## EXTRAIT SOURCE
* * * * * * * * *

Médias24: L’ARNT a décidé de sanctionner Maroc Télécom par une amende de 3,3 MMDH. Une amende à laquelle elle ajoute des injonctions assorties d’astreintes. Quel impact immédiat cette décision aura-t-elle ?

Khalid Ziani: Cette décision permettra de tourner la page. L’amende va redessiner le paysage sur la partie infrastructure télécom. Les trois opérateurs vont être amenés à collaborer beaucoup plus dans le sens de la mutualisation des infrastructures qui coûtent très cher, et dans le sens également d’une cartographie qui respecte les règles d’aménagement du territoire, c’est-à-dire la couverture du territoire, l’absence de zones blanches, l’accès au haut débit de l’ensemble de la population.

Tout cela ne peut être effectué dans un laps de temps court que par le partage et la mutualisation des infrastructures qui se feront par le changement d’attitude de Maroc Telecom à cet égard.

Permettez-moi aussi de soulever un autre point. La vraie question est de savoir à quoi va servir cette amende.

Si comme le précise l’ANRT, l’amende correspond à un préjudice subi en l’absence de partage d’infrastructure télécom qui a retardé l’avancement du pays, il faut que l’amende serve à cette cause. En d’autre termes, elle doit servir à l’accélération de la connectivité du pays. Il faut qu’elle soit réinvestie dans le secteur des télécom et du numérique. Je ne comprendrais pas que cette amende aille dans un compte du Trésor et serve à payer des fonctionnaires.

-Mais est-ce que les autres opérateurs peuvent lancer rapidement des offres concurrentes sur l’internet fixe qui permettraient à l’ADSL qui ne représente que 5,58% du marché de l’internet de gagner du terrain ?

-D’abord, il faut garder en vue que si l’ADSL ne représente que 5,58% du marché, c’est aussi pour des raisons économiques.

D’ailleurs, c’est l’argument qu’oppose Maroc Telecom à l’ANRT quand il lui dit que ce n’est pas uniquement le fait de partager les infrastructures qui va amener les autres opérateurs à investir dans la partie internet fixe et ASDL, ce sont aussi les critères de rentabilité économique.

Les prix d’accès de l’ADSL sont tellement bas, notamment sur le marché B to C que ce n’est pas rentable pour les deux autres opérateurs d’investir sur ce marché. Quand vous analysez bien sûr les infrastructures, la partie incriminée c’est celle héritée de l’Etat, cette partie-là est très infime par rapport à ce qui a été créé entre temps.

Les autres acteurs arrivant tardivement sur l’ADSL, ils ne peuvent pas rentabiliser une offre surtout sur le marché B to C. Ils se sont donc concentrés sur ce qui est rentable, à savoir le marché de l’entreprise où la connectivité fixe est plus rémunératrice. Et c’est normal.

Maintenant, pour répondre à votre question sur les offres, je pense que l’offre se multipliera sur les nouvelles infrastructures et non pas sur l’ADSL, basé sur le cuivre. Celui-là, je ne pense pas que les opérateurs s’y intéressent encore. Quand il y a de nouveaux lotissements ou de nouvelles constructions, ils y installent directement de la fibre optique jusqu’à l’abonné (FTTH).

* * * * * * * * *

Rédigez la suite de l'entretien sur l'amende infligée à Maroc Telecom, en reprenant après la dernière phrase de l'extrait.

(Relevés d'annotation par points)

* * * * * * * * *

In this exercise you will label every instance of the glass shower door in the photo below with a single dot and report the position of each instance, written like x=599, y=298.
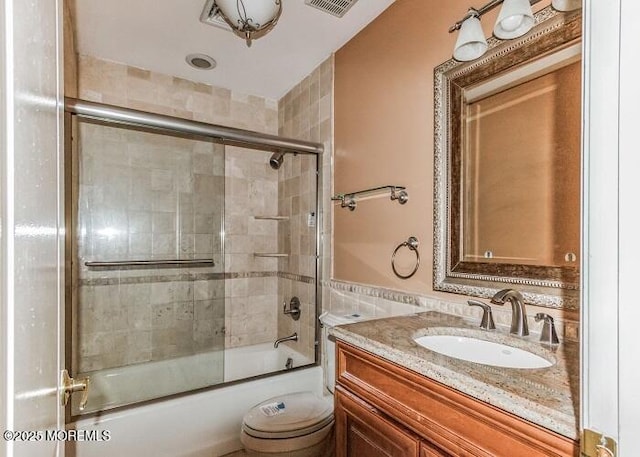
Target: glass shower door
x=147, y=276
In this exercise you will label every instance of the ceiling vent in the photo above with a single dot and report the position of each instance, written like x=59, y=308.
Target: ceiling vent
x=336, y=8
x=208, y=17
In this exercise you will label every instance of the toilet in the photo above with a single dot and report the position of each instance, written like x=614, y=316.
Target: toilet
x=298, y=424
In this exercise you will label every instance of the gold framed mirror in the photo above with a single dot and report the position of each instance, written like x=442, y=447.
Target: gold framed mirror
x=507, y=166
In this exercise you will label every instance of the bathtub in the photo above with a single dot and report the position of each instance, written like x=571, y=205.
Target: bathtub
x=203, y=424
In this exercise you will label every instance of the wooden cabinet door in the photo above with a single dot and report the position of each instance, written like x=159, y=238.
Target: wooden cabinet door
x=427, y=450
x=362, y=432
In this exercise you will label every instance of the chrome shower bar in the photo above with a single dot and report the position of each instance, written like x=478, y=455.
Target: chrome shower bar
x=151, y=263
x=222, y=134
x=480, y=11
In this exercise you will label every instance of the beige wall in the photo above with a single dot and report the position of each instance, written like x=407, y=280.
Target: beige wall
x=384, y=135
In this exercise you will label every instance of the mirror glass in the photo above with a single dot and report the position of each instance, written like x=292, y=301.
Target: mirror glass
x=507, y=166
x=521, y=173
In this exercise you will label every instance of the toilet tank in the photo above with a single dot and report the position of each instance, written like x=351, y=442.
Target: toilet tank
x=329, y=320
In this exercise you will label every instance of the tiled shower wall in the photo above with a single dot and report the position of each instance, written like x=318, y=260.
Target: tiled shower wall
x=130, y=207
x=122, y=336
x=305, y=113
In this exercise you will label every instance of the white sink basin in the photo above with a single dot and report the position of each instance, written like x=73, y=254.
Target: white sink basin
x=480, y=351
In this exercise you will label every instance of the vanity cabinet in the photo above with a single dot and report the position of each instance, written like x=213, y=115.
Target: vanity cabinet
x=383, y=409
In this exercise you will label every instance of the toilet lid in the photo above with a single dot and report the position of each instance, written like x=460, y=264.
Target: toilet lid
x=289, y=415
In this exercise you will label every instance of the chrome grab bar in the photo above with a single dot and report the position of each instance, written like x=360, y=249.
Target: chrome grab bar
x=144, y=263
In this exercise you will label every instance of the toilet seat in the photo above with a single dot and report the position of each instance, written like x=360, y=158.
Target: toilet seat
x=288, y=416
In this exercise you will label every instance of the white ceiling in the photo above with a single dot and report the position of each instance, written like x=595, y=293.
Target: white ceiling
x=157, y=35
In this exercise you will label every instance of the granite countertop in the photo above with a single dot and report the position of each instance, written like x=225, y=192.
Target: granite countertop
x=548, y=397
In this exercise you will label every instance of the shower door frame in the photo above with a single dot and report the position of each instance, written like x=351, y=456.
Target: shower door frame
x=228, y=136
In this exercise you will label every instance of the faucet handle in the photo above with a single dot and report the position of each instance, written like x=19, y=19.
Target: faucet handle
x=548, y=334
x=487, y=322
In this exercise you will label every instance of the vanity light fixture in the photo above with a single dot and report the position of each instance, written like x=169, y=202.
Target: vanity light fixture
x=249, y=19
x=471, y=42
x=515, y=19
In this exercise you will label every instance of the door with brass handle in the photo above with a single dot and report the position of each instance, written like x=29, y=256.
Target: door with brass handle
x=70, y=385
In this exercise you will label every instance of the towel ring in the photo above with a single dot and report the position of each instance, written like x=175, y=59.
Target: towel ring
x=412, y=244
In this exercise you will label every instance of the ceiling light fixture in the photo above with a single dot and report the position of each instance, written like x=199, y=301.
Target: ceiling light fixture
x=515, y=19
x=249, y=19
x=201, y=61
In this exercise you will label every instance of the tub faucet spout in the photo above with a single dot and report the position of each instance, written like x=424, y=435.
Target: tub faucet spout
x=293, y=337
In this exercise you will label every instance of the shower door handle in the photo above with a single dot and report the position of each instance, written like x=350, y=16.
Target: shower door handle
x=70, y=385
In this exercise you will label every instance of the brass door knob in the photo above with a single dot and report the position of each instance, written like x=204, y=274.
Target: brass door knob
x=70, y=385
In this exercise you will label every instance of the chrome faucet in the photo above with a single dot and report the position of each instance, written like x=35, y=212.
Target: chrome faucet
x=519, y=324
x=293, y=337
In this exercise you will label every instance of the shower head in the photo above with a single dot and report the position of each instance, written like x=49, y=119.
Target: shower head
x=276, y=160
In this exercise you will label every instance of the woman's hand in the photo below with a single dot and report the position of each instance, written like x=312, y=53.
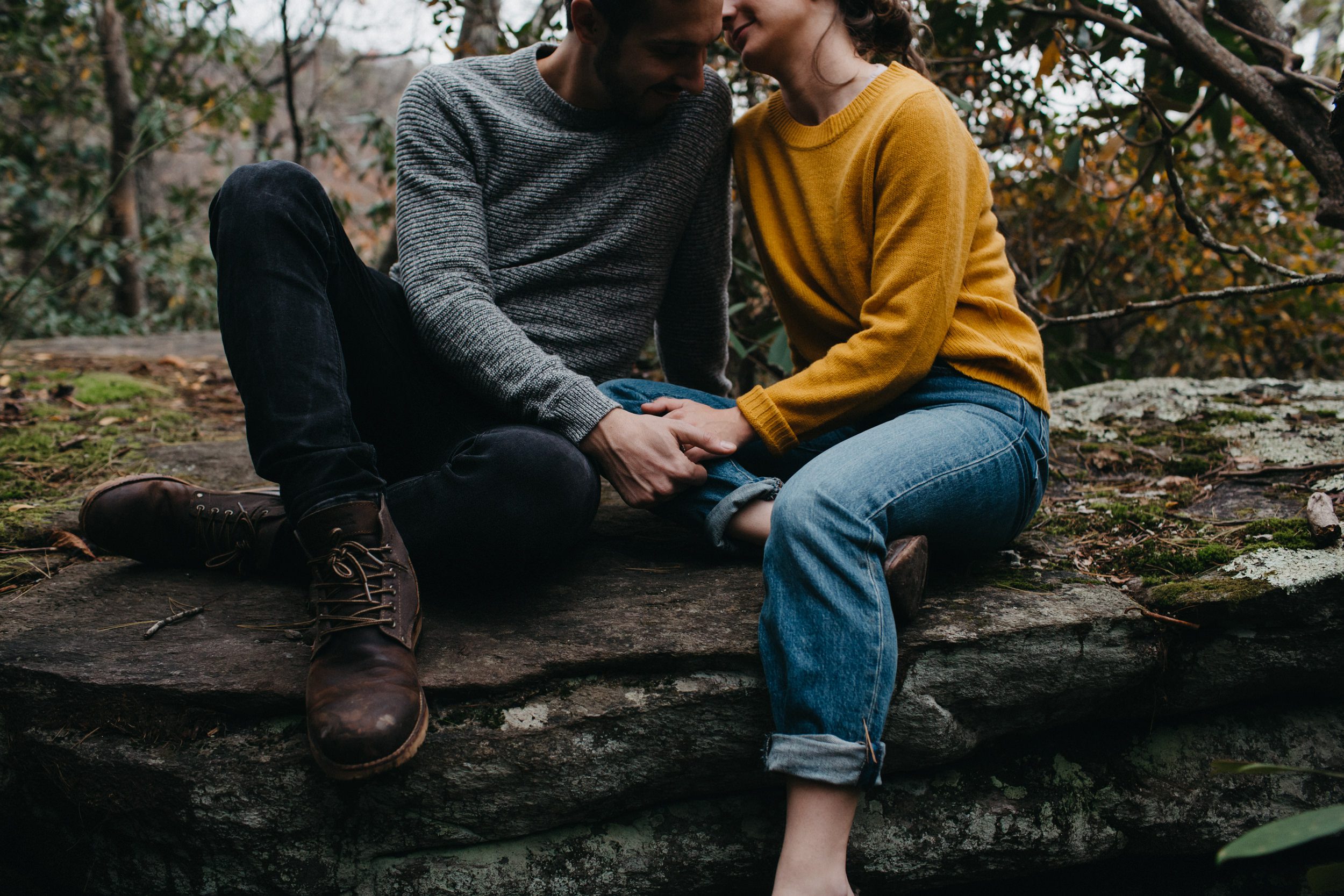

* * * * * * * * *

## RÉSULTAT ATTENDU
Cette notion de partage va se mettre en place uniquement sur les nouvelles infrastructures qui sont créées. Sur les anciennes infrastructures, il y aura une concurrence de parts de marché mais ça ne va pas beaucoup bouger. Par contre, dans la transformation de l’ADSL vers la fibre, là nous assisterons à une redistribution des parts de marché et une vraie concurrence qui aura un impact sur les prix. 

-Justement, les opérateurs ne se sont-ils pas livré bataille pour une technologie déclinante ?

-En effet, il ne faut plus penser ADSL pour l’avenir. L’ADSL est un marché déclinant et qui va continuer à décliner.

Il va se transformer vers l’optique à l’abonné. C’est sur ce créneau-là qu’on va avoir plus de concurrence entre les opérateurs, et chaque opérateur va sortir son offre.

Si vous analysez bien les circulaires de l’ANRT sur le partage des infrastructures et la nouvelle loi télécom, vous verrez que l’aménagement des lotissements ou des immeubles fait partie de ce qu’on appelle les infrastructures partageables. Donc aucun opérateur qui passe par exemple de la fibre optique dans un immeuble n’a le droit de réserver cette fibre uniquement pour son propre usage. Il a une obligation de partager cette fibre optique avec les autres opérateurs, si ces derniers le sollicitent sous réserve de paiement des redevances fixées par l’ANRT. C’est déjà réglementé.

Maintenant les règles de partage sont plus claires, il va y avoir un mouvement de collaboration sur le partage. Il n’y aura plus de réticence. Et on va avoir une plus grande concurrence sur la transformation, c’est-à-dire sur la partie fibre optique qui est capitale.

-Cela aura-t-il un impact sur les prix ? Car les prix d’abonnement pour la fibre sont aujourd’hui plus chers que l’ADSL.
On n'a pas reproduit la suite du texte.